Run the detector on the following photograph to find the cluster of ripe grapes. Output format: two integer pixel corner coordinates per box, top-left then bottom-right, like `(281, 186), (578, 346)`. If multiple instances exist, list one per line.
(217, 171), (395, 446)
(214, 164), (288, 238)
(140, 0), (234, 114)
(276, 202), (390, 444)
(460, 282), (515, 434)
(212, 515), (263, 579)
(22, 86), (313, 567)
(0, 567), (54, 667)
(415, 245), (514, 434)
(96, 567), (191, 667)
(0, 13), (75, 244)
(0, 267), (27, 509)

* PROMPT *
Please output the records once more, exactly as they were written.

* FINISHED EXERCISE *
Run the detector on the following photograph to find the cluster of ripe grapes. Output format: two integer pixel corner coordinates per box, top-left then bottom-right, like `(281, 186), (578, 346)`. If multiple instances exist, list one per line.
(217, 171), (395, 446)
(214, 164), (288, 238)
(140, 0), (234, 114)
(276, 202), (390, 444)
(460, 282), (515, 434)
(212, 515), (263, 579)
(22, 86), (313, 567)
(0, 567), (54, 667)
(415, 245), (514, 434)
(96, 567), (191, 667)
(0, 13), (75, 244)
(0, 267), (27, 509)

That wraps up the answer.